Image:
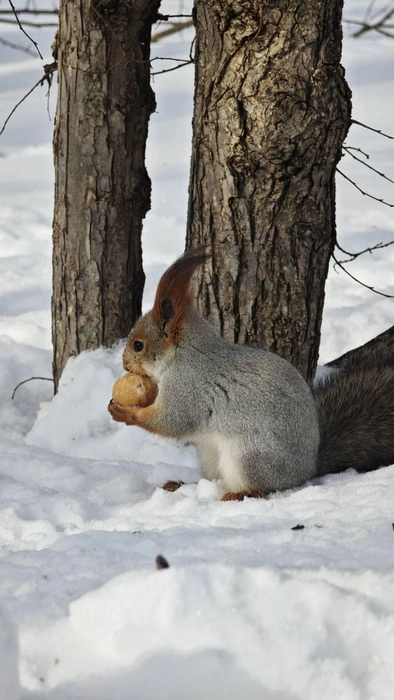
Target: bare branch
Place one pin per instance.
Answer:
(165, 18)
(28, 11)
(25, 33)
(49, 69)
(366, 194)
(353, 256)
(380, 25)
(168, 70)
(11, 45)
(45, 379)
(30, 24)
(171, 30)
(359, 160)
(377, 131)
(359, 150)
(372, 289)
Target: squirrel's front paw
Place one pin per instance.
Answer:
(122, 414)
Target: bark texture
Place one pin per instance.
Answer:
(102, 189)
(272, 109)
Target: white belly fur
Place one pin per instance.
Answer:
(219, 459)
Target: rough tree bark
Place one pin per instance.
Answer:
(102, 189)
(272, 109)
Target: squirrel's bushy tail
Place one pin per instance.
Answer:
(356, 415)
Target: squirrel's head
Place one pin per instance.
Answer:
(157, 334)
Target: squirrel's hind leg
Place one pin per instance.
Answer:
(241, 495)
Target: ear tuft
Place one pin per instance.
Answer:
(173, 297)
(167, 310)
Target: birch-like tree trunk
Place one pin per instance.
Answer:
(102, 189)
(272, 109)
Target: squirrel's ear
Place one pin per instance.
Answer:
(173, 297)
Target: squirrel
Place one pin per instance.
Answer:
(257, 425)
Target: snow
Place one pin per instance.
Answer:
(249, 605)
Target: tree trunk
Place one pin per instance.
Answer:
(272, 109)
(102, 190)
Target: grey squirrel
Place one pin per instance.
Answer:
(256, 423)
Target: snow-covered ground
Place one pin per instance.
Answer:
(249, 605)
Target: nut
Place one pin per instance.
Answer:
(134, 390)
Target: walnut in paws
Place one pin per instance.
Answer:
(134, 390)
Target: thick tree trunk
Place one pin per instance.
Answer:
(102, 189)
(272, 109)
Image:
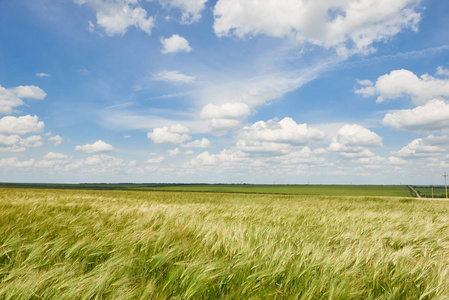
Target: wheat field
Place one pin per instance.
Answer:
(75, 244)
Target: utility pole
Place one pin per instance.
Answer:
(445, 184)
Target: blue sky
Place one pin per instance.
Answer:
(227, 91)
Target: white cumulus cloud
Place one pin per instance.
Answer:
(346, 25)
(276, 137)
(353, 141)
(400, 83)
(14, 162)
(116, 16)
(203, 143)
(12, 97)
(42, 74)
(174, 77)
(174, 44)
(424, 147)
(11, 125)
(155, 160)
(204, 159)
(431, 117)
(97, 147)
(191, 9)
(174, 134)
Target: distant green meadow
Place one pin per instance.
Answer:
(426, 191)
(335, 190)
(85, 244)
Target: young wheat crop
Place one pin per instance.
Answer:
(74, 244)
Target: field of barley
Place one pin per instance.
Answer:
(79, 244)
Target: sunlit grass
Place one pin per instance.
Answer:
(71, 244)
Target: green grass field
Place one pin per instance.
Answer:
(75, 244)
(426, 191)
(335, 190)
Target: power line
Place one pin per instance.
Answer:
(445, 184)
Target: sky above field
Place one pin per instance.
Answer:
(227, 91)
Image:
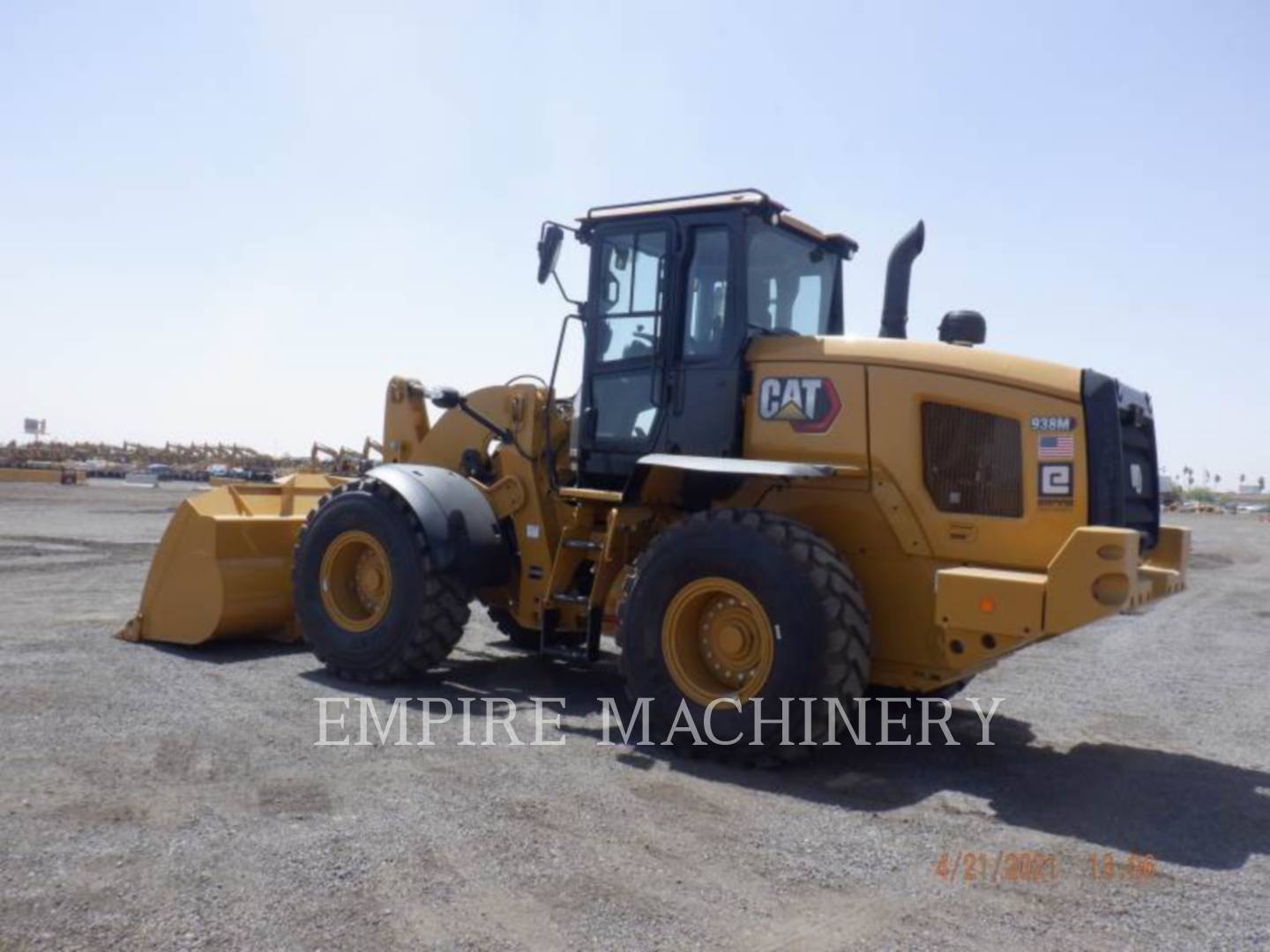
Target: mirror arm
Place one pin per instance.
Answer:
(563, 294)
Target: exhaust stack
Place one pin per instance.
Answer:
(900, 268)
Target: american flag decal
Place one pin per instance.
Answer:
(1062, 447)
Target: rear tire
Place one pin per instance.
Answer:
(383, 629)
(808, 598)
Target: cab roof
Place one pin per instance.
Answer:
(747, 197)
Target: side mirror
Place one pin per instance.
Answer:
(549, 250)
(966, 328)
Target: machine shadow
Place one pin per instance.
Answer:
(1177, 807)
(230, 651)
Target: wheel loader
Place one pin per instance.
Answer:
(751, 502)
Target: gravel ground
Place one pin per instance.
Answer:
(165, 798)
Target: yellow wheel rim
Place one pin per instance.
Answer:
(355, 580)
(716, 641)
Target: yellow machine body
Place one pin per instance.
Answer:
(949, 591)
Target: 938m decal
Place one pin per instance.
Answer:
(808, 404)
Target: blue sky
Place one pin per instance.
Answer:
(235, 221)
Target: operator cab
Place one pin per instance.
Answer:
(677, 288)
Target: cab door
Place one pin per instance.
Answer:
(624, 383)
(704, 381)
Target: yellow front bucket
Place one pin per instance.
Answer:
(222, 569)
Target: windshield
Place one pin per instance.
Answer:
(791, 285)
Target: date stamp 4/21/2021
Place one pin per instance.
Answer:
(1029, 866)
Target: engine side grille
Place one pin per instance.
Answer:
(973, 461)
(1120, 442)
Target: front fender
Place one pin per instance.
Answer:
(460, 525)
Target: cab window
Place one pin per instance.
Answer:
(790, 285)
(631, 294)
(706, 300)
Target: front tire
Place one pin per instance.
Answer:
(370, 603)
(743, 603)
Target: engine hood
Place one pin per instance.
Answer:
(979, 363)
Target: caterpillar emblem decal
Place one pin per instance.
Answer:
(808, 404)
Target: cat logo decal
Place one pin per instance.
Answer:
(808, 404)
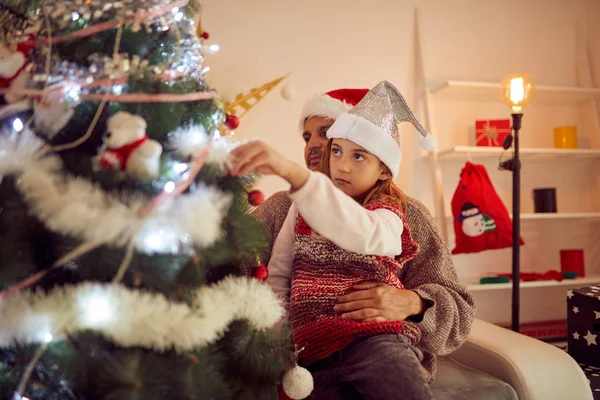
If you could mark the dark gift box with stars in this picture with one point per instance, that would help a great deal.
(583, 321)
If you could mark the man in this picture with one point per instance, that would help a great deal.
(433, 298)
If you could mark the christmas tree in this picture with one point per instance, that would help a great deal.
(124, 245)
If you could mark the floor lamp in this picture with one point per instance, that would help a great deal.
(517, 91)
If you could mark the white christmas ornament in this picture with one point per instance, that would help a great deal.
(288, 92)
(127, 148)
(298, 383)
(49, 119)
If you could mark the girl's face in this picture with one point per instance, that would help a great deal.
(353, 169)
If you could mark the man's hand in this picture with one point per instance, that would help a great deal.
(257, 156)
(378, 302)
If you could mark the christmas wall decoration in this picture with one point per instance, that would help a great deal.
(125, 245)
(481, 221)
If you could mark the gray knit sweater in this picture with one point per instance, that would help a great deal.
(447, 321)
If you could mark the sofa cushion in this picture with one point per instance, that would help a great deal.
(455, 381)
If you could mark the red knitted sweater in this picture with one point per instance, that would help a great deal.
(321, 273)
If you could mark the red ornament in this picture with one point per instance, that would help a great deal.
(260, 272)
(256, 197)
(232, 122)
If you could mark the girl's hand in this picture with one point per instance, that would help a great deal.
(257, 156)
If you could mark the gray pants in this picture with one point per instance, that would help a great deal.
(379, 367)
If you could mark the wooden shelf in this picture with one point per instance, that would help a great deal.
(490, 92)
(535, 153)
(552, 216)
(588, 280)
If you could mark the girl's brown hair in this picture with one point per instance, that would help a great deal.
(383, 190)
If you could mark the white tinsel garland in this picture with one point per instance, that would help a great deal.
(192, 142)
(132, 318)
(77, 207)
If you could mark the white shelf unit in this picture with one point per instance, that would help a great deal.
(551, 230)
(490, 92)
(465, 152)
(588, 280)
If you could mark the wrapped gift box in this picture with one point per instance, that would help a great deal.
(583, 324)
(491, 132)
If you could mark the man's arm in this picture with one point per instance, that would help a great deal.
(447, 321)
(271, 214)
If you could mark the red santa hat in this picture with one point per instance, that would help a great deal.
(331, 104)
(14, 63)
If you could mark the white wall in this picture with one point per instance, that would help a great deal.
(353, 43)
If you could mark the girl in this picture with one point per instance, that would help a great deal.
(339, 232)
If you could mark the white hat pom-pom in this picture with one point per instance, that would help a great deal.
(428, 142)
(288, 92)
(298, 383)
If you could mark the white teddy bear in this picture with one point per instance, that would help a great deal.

**Task description:** Only a number is expected here: the count of lines with the string "wheel" in the material above.

**Written reply:** 2